Aim of the task:
Locate the line that contains "the hood in". Reproduce it and all following lines up to the end of the material, exactly and with nothing added.

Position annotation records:
==================================================

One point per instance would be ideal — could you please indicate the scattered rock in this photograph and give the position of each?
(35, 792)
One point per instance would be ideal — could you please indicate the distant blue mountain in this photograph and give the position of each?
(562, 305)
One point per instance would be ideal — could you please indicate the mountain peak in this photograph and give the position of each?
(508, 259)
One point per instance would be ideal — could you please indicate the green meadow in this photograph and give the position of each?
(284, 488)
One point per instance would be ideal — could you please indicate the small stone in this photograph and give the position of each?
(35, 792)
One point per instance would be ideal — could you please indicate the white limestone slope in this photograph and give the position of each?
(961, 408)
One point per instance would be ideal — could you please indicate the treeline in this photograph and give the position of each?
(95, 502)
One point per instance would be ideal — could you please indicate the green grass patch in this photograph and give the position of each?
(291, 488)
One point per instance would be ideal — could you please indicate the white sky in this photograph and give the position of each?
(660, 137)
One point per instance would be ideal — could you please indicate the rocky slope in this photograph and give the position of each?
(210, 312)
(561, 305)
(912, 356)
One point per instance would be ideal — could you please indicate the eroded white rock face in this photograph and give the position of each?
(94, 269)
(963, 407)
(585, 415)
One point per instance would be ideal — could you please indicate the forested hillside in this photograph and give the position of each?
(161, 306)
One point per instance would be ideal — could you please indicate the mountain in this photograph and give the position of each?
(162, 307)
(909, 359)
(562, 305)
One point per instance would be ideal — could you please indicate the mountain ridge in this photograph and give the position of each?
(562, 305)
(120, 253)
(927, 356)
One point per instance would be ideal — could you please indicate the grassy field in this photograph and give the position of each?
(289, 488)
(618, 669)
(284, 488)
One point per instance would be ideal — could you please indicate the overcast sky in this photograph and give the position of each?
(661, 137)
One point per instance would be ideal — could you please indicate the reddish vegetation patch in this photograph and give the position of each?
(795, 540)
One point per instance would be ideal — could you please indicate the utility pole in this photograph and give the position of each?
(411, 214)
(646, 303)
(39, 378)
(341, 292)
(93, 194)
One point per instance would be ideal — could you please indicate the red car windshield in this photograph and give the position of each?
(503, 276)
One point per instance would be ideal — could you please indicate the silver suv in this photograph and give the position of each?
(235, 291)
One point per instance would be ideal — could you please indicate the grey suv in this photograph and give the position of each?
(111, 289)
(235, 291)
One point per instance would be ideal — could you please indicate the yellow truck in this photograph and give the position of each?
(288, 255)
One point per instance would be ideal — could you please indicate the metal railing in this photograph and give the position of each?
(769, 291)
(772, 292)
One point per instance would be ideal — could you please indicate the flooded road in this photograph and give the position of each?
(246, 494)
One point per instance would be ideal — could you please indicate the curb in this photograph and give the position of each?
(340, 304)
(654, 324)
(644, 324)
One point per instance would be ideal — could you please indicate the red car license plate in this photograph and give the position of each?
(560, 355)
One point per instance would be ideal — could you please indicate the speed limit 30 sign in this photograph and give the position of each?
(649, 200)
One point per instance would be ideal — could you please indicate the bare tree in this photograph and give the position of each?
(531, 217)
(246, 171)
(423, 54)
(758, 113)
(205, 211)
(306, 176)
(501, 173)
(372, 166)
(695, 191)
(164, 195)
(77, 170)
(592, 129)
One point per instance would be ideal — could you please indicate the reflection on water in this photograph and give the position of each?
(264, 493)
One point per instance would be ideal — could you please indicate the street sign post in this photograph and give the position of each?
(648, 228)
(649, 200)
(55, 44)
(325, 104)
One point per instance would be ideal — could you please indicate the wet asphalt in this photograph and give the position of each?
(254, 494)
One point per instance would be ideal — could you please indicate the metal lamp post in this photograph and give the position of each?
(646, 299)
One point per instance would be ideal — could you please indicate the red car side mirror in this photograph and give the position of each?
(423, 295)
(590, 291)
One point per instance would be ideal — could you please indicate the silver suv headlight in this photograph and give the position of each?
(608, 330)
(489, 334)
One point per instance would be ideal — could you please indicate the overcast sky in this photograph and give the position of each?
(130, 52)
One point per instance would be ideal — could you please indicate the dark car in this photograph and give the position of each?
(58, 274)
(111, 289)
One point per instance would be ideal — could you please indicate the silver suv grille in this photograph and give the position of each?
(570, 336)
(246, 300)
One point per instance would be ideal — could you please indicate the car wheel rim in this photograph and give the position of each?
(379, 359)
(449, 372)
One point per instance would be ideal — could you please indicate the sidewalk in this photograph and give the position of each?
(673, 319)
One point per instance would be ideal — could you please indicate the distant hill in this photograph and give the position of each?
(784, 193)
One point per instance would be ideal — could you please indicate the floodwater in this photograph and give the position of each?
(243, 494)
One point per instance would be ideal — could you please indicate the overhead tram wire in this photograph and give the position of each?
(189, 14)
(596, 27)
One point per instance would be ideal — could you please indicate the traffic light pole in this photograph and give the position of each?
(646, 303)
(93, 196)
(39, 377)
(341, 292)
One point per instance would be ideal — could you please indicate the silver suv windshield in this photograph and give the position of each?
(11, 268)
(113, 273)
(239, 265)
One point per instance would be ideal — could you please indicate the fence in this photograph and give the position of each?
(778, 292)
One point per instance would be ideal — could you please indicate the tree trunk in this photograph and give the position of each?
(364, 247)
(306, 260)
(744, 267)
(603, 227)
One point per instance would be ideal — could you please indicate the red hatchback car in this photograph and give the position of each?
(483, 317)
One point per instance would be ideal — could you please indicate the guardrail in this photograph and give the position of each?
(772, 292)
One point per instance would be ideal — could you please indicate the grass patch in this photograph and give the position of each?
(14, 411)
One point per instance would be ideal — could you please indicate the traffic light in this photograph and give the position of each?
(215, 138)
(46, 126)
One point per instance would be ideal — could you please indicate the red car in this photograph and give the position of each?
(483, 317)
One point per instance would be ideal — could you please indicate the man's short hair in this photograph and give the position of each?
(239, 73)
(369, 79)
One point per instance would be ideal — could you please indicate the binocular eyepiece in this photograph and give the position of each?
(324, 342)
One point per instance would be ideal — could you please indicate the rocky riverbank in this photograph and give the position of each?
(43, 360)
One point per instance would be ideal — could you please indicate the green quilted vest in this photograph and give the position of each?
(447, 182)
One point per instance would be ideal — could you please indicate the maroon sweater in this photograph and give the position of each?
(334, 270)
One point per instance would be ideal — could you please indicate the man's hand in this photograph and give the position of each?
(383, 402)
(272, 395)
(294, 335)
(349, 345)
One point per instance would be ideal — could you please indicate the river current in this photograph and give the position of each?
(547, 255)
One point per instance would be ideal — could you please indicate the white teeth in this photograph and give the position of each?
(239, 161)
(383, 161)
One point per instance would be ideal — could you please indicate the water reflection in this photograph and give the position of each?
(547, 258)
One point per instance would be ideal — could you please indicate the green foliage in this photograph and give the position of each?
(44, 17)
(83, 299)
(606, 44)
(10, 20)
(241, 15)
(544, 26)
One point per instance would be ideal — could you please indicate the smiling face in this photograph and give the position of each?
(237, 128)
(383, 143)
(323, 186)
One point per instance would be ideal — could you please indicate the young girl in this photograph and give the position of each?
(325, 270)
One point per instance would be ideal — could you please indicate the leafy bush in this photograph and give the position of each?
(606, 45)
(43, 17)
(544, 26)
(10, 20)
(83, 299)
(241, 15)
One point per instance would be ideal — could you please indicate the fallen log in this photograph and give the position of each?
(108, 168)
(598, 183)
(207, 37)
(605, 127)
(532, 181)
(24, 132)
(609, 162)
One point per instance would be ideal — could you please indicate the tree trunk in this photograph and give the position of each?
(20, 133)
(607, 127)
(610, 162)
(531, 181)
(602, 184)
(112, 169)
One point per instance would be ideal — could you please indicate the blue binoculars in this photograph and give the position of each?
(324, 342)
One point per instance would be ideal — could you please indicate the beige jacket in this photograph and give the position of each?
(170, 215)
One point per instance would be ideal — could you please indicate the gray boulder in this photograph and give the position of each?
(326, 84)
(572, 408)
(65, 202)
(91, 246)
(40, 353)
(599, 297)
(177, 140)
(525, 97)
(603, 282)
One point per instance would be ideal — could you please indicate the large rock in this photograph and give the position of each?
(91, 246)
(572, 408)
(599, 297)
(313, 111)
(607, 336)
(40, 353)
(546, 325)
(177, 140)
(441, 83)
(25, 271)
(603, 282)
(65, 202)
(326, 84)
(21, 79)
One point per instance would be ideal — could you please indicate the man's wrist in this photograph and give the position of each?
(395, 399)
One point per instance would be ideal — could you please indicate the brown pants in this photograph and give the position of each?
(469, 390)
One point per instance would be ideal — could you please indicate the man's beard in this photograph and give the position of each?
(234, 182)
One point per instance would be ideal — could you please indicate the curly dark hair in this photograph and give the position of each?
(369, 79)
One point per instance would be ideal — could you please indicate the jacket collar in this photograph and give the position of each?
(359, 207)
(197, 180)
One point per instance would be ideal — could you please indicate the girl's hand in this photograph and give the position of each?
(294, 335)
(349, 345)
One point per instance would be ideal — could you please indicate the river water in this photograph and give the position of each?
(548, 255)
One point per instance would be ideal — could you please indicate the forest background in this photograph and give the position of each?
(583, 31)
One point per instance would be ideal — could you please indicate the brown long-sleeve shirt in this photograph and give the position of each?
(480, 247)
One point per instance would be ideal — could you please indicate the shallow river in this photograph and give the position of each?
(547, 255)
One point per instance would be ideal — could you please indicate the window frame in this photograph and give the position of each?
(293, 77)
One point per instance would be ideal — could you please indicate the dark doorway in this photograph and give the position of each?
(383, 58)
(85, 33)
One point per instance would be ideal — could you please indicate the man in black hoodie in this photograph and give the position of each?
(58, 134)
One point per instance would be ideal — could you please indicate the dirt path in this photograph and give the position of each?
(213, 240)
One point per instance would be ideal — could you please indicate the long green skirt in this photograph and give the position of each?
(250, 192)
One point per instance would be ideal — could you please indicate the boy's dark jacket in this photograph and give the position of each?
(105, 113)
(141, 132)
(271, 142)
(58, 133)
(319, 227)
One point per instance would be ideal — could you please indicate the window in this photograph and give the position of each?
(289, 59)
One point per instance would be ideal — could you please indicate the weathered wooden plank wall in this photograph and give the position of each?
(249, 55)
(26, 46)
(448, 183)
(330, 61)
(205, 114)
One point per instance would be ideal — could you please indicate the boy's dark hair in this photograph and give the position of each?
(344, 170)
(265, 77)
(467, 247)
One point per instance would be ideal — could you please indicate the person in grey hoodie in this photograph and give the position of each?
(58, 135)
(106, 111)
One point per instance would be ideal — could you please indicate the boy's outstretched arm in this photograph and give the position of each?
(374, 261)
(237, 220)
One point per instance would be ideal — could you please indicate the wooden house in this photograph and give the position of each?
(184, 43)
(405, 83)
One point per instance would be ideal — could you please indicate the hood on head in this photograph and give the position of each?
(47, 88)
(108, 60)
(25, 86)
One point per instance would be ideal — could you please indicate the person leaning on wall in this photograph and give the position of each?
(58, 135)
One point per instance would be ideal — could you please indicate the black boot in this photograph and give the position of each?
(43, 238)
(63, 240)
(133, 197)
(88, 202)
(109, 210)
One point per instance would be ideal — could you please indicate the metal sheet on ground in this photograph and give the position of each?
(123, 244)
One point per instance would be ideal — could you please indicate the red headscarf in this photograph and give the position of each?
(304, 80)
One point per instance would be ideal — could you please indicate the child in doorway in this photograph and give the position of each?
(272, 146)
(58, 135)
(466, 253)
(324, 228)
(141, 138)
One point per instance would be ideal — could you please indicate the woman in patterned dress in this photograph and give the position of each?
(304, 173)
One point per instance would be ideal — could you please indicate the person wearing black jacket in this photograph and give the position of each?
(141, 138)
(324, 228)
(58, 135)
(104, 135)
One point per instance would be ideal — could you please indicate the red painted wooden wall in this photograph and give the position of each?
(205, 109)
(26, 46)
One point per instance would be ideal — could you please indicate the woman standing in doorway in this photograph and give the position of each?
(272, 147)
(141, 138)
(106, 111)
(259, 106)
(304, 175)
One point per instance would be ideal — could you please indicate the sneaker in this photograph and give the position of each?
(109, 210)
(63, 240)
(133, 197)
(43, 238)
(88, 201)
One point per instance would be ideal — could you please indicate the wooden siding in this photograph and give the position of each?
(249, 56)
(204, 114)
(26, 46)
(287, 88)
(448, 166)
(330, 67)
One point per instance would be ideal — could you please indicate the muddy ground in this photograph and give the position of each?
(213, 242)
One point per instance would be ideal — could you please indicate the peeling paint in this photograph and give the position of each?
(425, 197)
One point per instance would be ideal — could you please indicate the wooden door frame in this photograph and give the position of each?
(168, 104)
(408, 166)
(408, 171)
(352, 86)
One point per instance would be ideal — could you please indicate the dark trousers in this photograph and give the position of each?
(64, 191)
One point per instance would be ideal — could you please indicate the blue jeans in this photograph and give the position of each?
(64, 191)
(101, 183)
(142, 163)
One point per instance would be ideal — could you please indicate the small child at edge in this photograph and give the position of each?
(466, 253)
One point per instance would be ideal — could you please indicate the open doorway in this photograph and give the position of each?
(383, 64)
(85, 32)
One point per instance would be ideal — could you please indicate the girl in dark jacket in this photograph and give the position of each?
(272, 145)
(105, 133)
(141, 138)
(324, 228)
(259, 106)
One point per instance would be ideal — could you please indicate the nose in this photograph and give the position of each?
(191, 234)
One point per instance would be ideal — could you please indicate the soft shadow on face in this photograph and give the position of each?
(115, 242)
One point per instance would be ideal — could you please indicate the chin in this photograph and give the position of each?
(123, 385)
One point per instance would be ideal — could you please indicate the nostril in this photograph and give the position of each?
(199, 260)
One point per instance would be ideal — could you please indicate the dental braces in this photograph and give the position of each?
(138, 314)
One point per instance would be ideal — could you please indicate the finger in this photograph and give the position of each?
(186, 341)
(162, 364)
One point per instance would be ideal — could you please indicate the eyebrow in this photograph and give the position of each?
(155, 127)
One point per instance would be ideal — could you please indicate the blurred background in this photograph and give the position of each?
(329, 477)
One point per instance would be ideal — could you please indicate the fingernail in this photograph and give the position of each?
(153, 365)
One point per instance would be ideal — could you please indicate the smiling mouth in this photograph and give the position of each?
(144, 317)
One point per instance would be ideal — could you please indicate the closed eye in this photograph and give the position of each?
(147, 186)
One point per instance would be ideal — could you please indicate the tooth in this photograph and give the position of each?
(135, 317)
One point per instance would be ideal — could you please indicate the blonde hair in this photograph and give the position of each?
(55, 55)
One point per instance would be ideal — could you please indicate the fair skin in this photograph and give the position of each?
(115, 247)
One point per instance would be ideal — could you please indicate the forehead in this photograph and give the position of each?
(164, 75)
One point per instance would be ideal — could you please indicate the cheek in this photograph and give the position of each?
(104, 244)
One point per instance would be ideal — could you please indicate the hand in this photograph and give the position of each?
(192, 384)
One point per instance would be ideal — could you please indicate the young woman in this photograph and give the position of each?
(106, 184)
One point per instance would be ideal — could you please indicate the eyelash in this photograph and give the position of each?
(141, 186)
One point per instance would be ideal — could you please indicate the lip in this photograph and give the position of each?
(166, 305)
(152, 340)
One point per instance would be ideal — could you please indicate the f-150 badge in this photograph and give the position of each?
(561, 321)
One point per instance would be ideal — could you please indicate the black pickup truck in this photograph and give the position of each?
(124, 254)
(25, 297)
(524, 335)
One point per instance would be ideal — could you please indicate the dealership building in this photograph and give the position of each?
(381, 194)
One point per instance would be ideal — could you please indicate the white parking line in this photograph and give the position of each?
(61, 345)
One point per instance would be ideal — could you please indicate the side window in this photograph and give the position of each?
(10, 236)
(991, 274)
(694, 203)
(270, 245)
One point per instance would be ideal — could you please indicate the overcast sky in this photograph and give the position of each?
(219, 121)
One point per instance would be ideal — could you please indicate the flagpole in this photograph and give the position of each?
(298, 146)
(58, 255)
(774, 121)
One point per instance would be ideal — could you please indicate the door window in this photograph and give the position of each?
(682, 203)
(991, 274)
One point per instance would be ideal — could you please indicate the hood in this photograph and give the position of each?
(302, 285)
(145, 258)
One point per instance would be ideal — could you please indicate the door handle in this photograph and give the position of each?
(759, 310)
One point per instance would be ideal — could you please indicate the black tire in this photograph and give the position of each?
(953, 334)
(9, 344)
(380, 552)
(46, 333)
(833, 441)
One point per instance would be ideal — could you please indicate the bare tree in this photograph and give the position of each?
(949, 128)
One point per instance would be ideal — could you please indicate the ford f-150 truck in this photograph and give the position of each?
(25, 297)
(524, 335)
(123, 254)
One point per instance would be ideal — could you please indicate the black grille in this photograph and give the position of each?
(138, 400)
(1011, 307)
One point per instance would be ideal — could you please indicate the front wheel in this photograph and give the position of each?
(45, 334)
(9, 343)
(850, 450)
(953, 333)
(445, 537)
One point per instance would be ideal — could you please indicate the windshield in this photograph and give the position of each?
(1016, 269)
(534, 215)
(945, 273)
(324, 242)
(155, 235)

==================================================

Output for this exercise:
One point per instance would be ideal — could you please indicate the hood in this photograph and give the position of each?
(302, 285)
(145, 258)
One point per instance would be ideal — could you please indicate the door handle in this photograph and give the position of each?
(759, 310)
One point per instance would be ideal — could you please indicate the black tire in this photograph and give the position of each?
(953, 334)
(9, 344)
(380, 552)
(46, 333)
(833, 441)
One point per instance would be ideal — could you please indicate the bare tree in this photograph and give the position of each?
(949, 128)
One point per instance would be ideal — could you please indicate the ford f-150 truck in this photograph and give the position of each?
(25, 297)
(524, 335)
(123, 254)
One point per instance would be ideal — could you please indicate the black grille in this photograph and give the position of each?
(138, 400)
(1011, 307)
One point per instance would be ideal — could you please indicate the front wheel in this photograph and give the position of each?
(45, 334)
(9, 343)
(850, 450)
(953, 333)
(445, 537)
One point per instance would be ideal — could you please indicate the windshield in this photograph and give the position of each?
(1016, 269)
(534, 215)
(945, 273)
(324, 242)
(155, 235)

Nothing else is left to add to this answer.